## [Source]

I'm running the app as root


----------



## SirDice (Nov 13, 2021)

You mentioned you're running this in a jail? Did you set devfs.rules correctly? Many devices are hidden away in a jail.


----------



## jjachuf (Nov 13, 2021)

SirDice said:


> You mentioned you're running this in a jail? Did you set devfs.rules correctly? Many devices are hidden away in a jail.


Thanks SirDice . Yes, that would be for the deployment, but now in development is running directly on the "host".
In the explanation I put in PySerial [1] I show that I can read and write in the first cycle, but when it is executed for the second time it gives error. Maybe it's a limitation of the PySerial itself
[1] https://github.com/pyserial/pyserial/discussions/622


----------



## ralphbsz (Nov 13, 2021)

In general, serial port access works fine. I use it several places on my machines, both FreeBSD and Linux, both from root and from user accounts, both in C and in Python (with pyserial). Common problems include permissions (see SirDice's message), but you're running as root so that should be OK.



jjachuf said:


> ... it gives error.


We can't help debug "error". There are zillions of possible errors. You need to tell us exactly what the error is, and what causes the error.

## [Items]
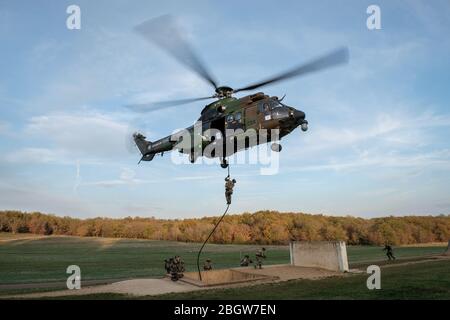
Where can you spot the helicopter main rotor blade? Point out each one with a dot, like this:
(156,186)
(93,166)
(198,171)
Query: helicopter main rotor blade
(163,32)
(332,59)
(153,106)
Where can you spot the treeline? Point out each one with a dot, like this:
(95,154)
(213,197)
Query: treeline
(263,227)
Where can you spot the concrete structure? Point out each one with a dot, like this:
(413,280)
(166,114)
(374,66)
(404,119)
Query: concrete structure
(221,277)
(329,255)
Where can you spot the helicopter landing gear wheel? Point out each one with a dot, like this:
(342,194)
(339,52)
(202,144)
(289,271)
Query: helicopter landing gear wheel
(224,164)
(276,147)
(304,126)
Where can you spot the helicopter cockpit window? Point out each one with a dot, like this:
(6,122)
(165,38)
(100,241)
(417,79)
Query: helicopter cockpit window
(275,104)
(230,118)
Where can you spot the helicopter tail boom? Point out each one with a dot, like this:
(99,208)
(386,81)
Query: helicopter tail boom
(144,146)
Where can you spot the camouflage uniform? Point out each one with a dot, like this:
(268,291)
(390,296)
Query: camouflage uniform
(207,265)
(389,252)
(229,185)
(246,261)
(260,255)
(167,264)
(176,268)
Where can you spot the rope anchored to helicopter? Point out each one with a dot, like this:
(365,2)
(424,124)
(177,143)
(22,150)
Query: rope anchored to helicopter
(256,111)
(229,186)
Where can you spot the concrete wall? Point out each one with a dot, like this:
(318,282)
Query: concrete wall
(329,255)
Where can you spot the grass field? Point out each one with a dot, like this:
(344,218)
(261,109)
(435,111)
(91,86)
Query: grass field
(428,281)
(28,259)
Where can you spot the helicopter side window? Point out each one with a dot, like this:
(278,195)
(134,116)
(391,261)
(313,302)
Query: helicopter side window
(264,107)
(230,118)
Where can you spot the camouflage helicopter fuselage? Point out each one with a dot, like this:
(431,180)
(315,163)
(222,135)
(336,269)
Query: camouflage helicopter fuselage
(236,120)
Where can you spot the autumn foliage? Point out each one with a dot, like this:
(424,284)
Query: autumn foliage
(263,227)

## [Task set]
**a.** Copy out the listing word for word, starting at the line that contains "Where can you spot the grass" and ending with the last line of the listing.
**b.** Write the next part of the forum thread about serial port errors in PySerial, picking up right after its final post.

## [Answer list]
**a.**
Where can you spot the grass field? Point out each one with a dot, like this:
(344,218)
(261,109)
(435,111)
(91,86)
Query: grass field
(428,281)
(28,259)
Where can you spot the helicopter side window? Point out each one with a dot, like this:
(278,195)
(134,116)
(391,261)
(313,302)
Query: helicopter side window
(264,107)
(230,118)
Where can you spot the camouflage helicopter fuselage? Point out each one with a dot, like this:
(431,180)
(315,163)
(222,135)
(336,269)
Query: camouflage helicopter fuselage
(236,120)
Where can you spot the autumn foliage? Point out each one with a dot, like this:
(424,284)
Query: autumn foliage
(263,227)

**b.**
I would also suggest beginning with a super simple test case: Take a wire, and bridge pins 2 and 3 of the serial port connector on the computer, leaving all other pins unconnected (doesn't matter whether this is a 9-pin or 25-pin connector). That bridges TxD and RxD, meaning any data you transmit will be immediately received. Set the port for any baud rate, disable hardware flow control, and run a simple software test that you get data transmitted back again. The pyserial installation comes with a little terminal emulator program (I think it's called minicom something) which you can use for testing.


----------



## Tieks (Nov 13, 2021)

The second call to _reset_input_buffer()_ causes the problem. I never used pyserial, but it occurs to me that you may not need that call at all. Just try to run without it. 
If there is a need to explicitly empty that buffer at that point, you might take a look at _flushInput()_ instead.


----------



## jjachuf (Nov 13, 2021)

ralphbsz said:


> In general, serial port access works fine. I use it several places on my machines, both FreeBSD and Linux, both from root and from user accounts, both in C and in Python (with pyserial). Common problems include permissions (see SirDice's message), but you're running as root so that should be OK.
> 
> 
> We can't help debug "error". There are zillions of possible errors. You need to tell us exactly what the error is, and what causes the error.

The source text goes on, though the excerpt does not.